▶ Brief A
Reproduce the passage on creativity word for word, starting at "Which triggered someone" and ending at "a ‘problem statement’.".

We often talk about Engineers as problem-solvers, but what if there is no problem, you just want to make things better. Dennis Sherwood, author of a new book on creativity explains how simply thinking differently is the key.
How I used to fear brainstorming sessions!
I’d sit there – ideally at the back – staring at that blank sheet of paper, hoping that the facilitator wouldn’t pick on me and say, “Dennis! What new ideas have you got?”
It wasn’t that I didn’t have any ideas at all, for I did, from time to time. What was terrifying was that word ‘new’, for creativity, surely, is all about having new ideas, isn’t it? My problem was that, if I did have an idea, how could I know whether it was new? The last thing I wanted to happen was to blurt something out, and then for the boss to lean forward and say, “Thank you, Dennis. We all know you weren’t with us last year, when that idea was tabled and rejected.” No way. So my best defence was to say nothing, and ensure I wasn’t making eye contact with the facilitator, praying that someone else was, and so be picked on instead.
Only much later did I realise that creativity isn’t about novelty at all.
It’s about difference.
Novelty might be nice; but it’s difference that counts. For if the objective of any good idea is that it results in ‘a better world’, then what’s important is that the future is different from the way-things-are-now, and – hopefully – better too. If the future is the same as now, then nothing has happened, so the post-idea future must, in some respect, be different; and if the future is different but worse than now, then that future isn’t worth having, implying that the corresponding idea is bad, and so should be rejected.
A good idea is therefore one in which the future is both different and better, which suggests a two-stage process of discovery: the first being the identification of difference, and the second, the exercise of wise judgement, so as to determine, as far as is possible in advance, that the result of the idea will indeed be a ‘better world’ rather than a ‘worse’ one.
As soon as the penny dropped in my mind that creativity is fundamentally the search for difference, everything became much easier. For “different” must mean “different from now”, and what happens now can be seen, touched, felt, experienced, described. That’s important, for it grounds the process of creative discovery in the very real, very tangible, world of now. If I observe, carefully and insightfully, what is happening now, then that gives me a platform for asking “how might this be different?”, forcing the discovery of difference, from which ideas will flow.
It really is that simple. And much enriched when different people contribute to both the description of the current reality, and the exploration of potential differences.
“We’re just going to discover something better.”
Let me give a real example, from a workshop I ran with a team of engineers who design, manufacture, install and service equipment such as pumps, valves and actuators, and some of their customers too. The workshop focused on a particular type of pump and, at the start of the event, I said words along the lines of “Hi, everyone. Today’s workshop is all about being creative – so we’re going to invent some new [ones of these whatever-they-weres] .”
At that point, one of the participants asked, “Sure. But what’s wrong with it? What complaints have we had?”
To which I replied, “Nothing’s wrong. No complaints. We’re just going to discover something better.”
Which triggered someone else to say, “I don’t get it. What’s the problem statement?”
“There is no problem. So there’s no problem statement. We’re just going to discover whatever we can.”
Many of the workshop participants were surprised by that, for there is a widespread belief that creativity – or to use the currently fashionable term ‘design thinking’ – starts with a ‘problem statement’.
No.
One of the big mistakes is to think that creativity is needed only when there is a problem to solve, when there is a clearly-articulated ‘problem statement’. For sure, if you have a problem that needs solving, if customers are complaining, you certainly need to be creative. But if you wait until a problem is biting, it may be too late – as all the victims of so-called ‘disruptive innovation’ know to their cost.

▶ Brief B
Locate each line of the listing below that contains the string "bride" and copy those lines. Match case exactly.

(Excerpts of location labeling data)
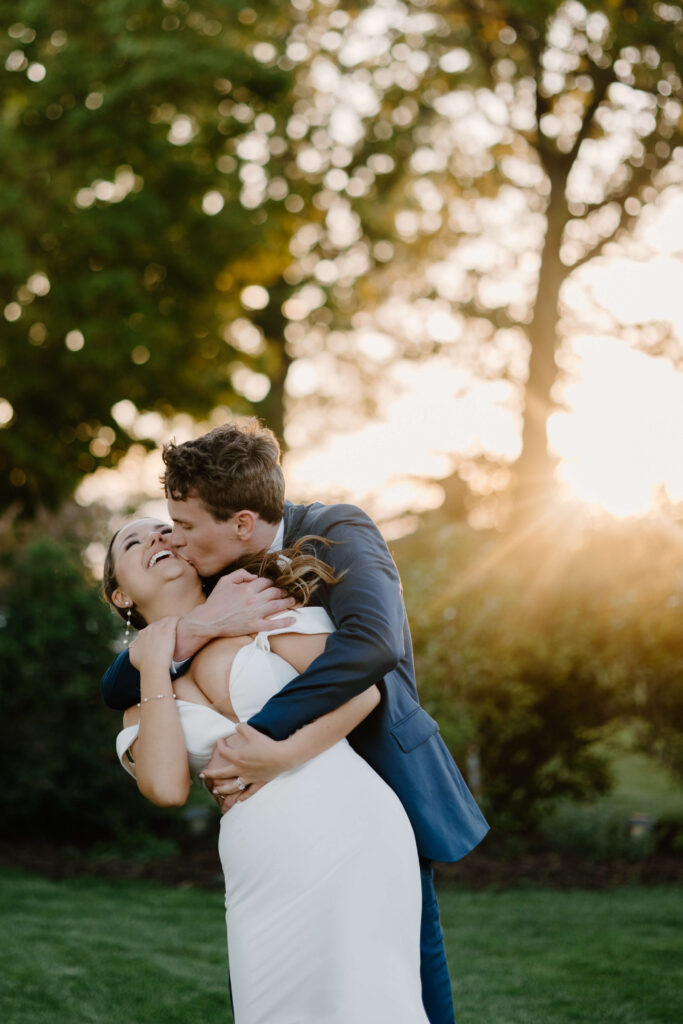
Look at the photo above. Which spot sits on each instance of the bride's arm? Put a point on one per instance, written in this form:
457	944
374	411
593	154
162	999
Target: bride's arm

▶ Correct answer A
Which triggered someone else to say, “I don’t get it. What’s the problem statement?”
“There is no problem. So there’s no problem statement. We’re just going to discover whatever we can.”
Many of the workshop participants were surprised by that, for there is a widespread belief that creativity – or to use the currently fashionable term ‘design thinking’ – starts with a ‘problem statement’.

▶ Correct answer B
Look at the photo above. Which spot sits on each instance of the bride's arm? Put a point on one per instance, written in this form:
Target: bride's arm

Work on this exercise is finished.